--- 抜粋 ---
▬▬▬
ニューズウィーク日本版 2019年6月27日 17時0分

<幻冬舎・見城徹社長はなぜ『日本国紀』を出版したのか。独占インタビューで明かしたその理由と、百田尚樹の「保守論壇」デビュー秘話。また、右派が語る「リベラルは面白くない」のメンタリティを探る>

※本記事は3回に分けて掲載する特集「百田尚樹現象(2)」です。(1)(3)はこちら
百田尚樹はなぜ愛され、なぜ憎まれるのか――特集・百田尚樹現象(1)
『日本国紀』は歴史修正主義か? トランプ現象にも通じる本音の乱――特集・百田尚樹現象(3)


第2章:マイノリティー

再び今年3月26日、東京・神保町「三省堂書店」前──。私の目的はもう1つあった。百田と右派論壇を結び付けたキーマン、月刊「Hanada」(飛鳥新社)編集長・花田紀凱に会うことだった。首相に返り咲く前から安倍晋三を一貫して支持する、右派論壇の顔とも言うべき人物だ。

週刊文春の名物編集長として辣腕を振るい、雑誌「マルコポーロ」に異動する。95年、同誌にホロコースト否認論を掲載したところ、強い抗議を受けて編集長の座を解任され、翌年に退職する。その後、右派的な路線を明確にした月刊誌「WiLL」(ワック・マガジンズ)を創刊し、売り上げを伸ばす。現在は自身の名を冠した雑誌で「WiLL」の路線を引き継ぐような論調を掲載している。

ある時から右派系論壇誌の執筆陣に「百田尚樹」が加わっていた。三省堂の前で何人かのスタッフと共に百田に付き添っていた花田に声を掛け、取材依頼を送っているのだが、と告げると「それは悪いことをしたなぁ。もちろんお受けしますよ。こちらにご連絡ください」とつながりやすい連絡先を名刺にメモして、渡してくれた。

4月2日、神保町のオフィスビルにある飛鳥新社に向かった。壁には出版物の広告がずらりと貼られている。ひときわ目立つのが、土下座する百田の姿だった。『今こそ、韓国に謝ろう』のタイトルにあやかり韓国に謝っている様子なのだという。

「お待たせしてすいません。現場が好きなもので......」と丁重な謝罪から取材が始まった。誌面から受けるこわもてな印象はなく、アクティブさを象徴するようなデニムと年相応に柔和な口調が印象的なメディア人がいた。

「僕も人様の言葉で飯を食っていますから、自分は何を書かれてもいい。でも、僕の雑誌が右寄りくらいならいいんですけど、『極右』って言われるのは抵抗があるんですよ。僕は、ちょっと右寄りです」
▬▬▬
--- 提供データ ---
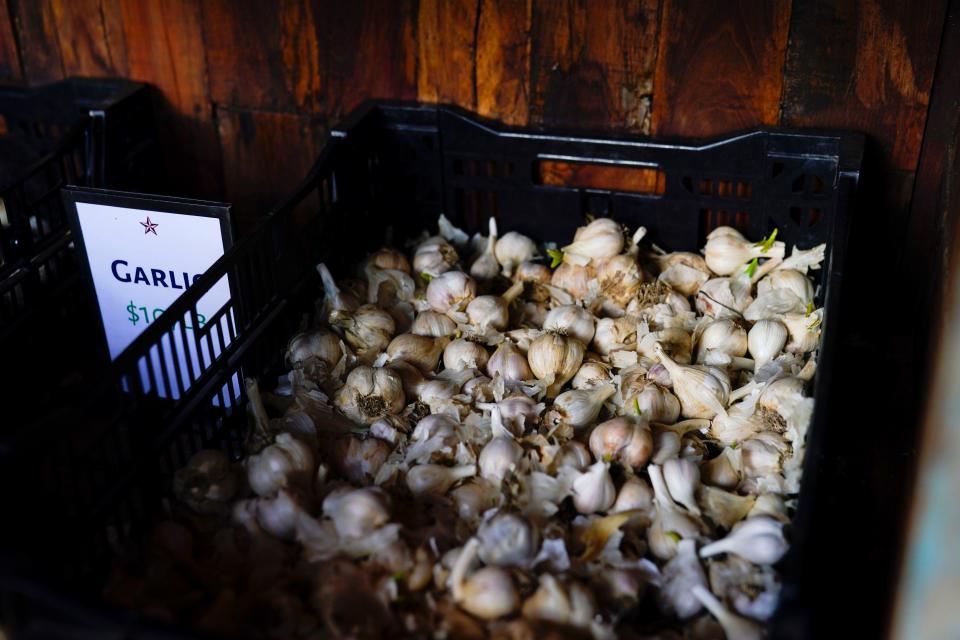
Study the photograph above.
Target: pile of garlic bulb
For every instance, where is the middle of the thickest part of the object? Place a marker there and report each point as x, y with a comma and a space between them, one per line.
474, 442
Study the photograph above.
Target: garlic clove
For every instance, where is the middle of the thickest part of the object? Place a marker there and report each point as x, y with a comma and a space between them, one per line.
571, 320
488, 593
602, 238
578, 409
555, 355
514, 249
451, 291
420, 351
623, 439
435, 479
682, 478
703, 392
593, 491
758, 539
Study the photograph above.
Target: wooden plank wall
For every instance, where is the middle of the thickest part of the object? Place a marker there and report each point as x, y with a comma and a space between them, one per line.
246, 90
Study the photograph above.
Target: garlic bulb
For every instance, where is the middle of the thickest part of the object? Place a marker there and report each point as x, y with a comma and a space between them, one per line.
474, 497
434, 257
703, 392
724, 471
507, 540
286, 462
509, 363
451, 291
619, 278
554, 355
435, 479
433, 325
485, 267
623, 439
369, 394
574, 279
513, 249
602, 238
680, 575
420, 351
613, 334
389, 259
488, 593
367, 330
804, 331
533, 272
682, 478
723, 335
591, 374
552, 602
670, 525
578, 409
758, 539
571, 320
725, 254
593, 491
684, 272
465, 354
766, 340
314, 346
635, 494
654, 403
498, 457
357, 512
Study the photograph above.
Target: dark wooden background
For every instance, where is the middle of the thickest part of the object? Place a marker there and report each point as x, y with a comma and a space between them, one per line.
247, 90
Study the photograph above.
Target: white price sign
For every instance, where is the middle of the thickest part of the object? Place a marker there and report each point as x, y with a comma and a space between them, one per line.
142, 253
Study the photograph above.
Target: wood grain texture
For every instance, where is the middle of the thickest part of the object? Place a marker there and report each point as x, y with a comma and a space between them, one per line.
38, 40
447, 43
265, 155
82, 33
9, 54
262, 55
503, 60
593, 63
165, 48
369, 51
719, 67
865, 65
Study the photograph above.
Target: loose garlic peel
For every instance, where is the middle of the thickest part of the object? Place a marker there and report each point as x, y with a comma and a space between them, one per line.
556, 429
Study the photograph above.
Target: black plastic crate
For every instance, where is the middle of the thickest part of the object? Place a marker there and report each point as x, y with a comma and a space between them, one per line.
81, 131
386, 174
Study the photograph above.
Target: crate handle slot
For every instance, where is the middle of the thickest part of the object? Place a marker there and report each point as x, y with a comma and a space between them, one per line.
603, 176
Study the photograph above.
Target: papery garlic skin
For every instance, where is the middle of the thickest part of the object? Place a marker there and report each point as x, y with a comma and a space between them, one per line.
434, 257
420, 351
436, 479
513, 249
602, 238
593, 491
451, 291
285, 462
766, 341
623, 439
578, 409
571, 320
554, 355
368, 330
434, 325
370, 393
510, 363
507, 540
465, 354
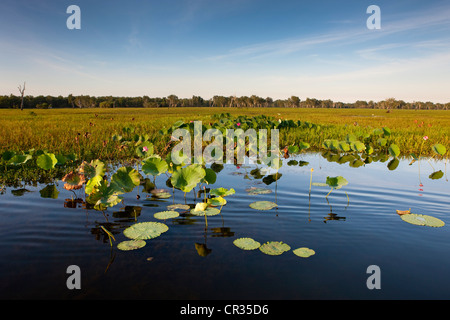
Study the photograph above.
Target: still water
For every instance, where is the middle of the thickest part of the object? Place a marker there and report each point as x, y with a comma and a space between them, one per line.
41, 237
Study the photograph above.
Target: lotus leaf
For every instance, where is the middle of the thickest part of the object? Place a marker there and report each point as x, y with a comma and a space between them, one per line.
144, 149
161, 193
92, 169
422, 220
49, 191
274, 248
209, 211
336, 182
73, 181
256, 191
210, 176
304, 145
200, 206
103, 196
178, 206
304, 252
221, 192
46, 161
131, 245
125, 179
263, 205
162, 215
394, 150
154, 166
145, 230
381, 142
246, 244
19, 159
439, 149
358, 146
188, 177
217, 201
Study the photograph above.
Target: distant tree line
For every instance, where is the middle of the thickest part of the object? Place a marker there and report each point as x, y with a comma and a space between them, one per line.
172, 101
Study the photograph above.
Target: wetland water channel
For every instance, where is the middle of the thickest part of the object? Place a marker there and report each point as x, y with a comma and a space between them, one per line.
41, 235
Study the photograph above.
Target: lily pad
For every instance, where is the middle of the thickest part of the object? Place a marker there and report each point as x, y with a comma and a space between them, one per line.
255, 191
274, 248
221, 192
439, 149
188, 177
217, 201
246, 244
304, 252
209, 211
154, 166
73, 181
125, 179
145, 230
263, 205
131, 245
46, 161
178, 206
161, 193
422, 220
162, 215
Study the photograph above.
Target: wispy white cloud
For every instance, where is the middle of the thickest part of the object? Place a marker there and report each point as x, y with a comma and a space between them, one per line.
422, 21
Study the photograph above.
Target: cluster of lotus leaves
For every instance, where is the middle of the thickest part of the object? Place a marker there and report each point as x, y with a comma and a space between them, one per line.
263, 205
422, 220
145, 230
169, 214
272, 248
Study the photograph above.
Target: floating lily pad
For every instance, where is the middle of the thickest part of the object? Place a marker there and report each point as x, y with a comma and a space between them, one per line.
162, 215
178, 206
161, 193
73, 181
263, 205
131, 245
145, 230
221, 192
255, 191
422, 220
246, 244
217, 201
274, 248
209, 211
304, 252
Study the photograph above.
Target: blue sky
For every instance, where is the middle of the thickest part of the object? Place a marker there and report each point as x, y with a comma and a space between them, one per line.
317, 49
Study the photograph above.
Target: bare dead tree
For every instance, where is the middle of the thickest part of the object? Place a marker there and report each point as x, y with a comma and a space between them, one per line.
22, 91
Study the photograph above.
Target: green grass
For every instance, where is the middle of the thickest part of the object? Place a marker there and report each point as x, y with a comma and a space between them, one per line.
88, 132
▬▬▬
--- 実施課題 ---
1. 抜粋に基づき、次の問いに答えよ。
(a) 花田紀凱が編集長を務める月刊誌の名称は何か。
(b) 1995年に雑誌「マルコポーロ」に掲載され、花田が編集長を解任される原因となった記事は何か。
(c) 筆者が飛鳥新社を訪れたのは何月何日か。
2. 抜粋の中で、花田紀凱が編集長や創刊者として関わった雑誌を、名称が出てくるものすべて列挙せよ。
データの項目はどれも使わなくてよい。

--- 解答全文 ---
1.
(a) 月刊「Hanada」（飛鳥新社）
(b) ホロコースト否認論
(c) 4月2日

2.
- 週刊文春
- マルコポーロ
- WiLL
- Hanada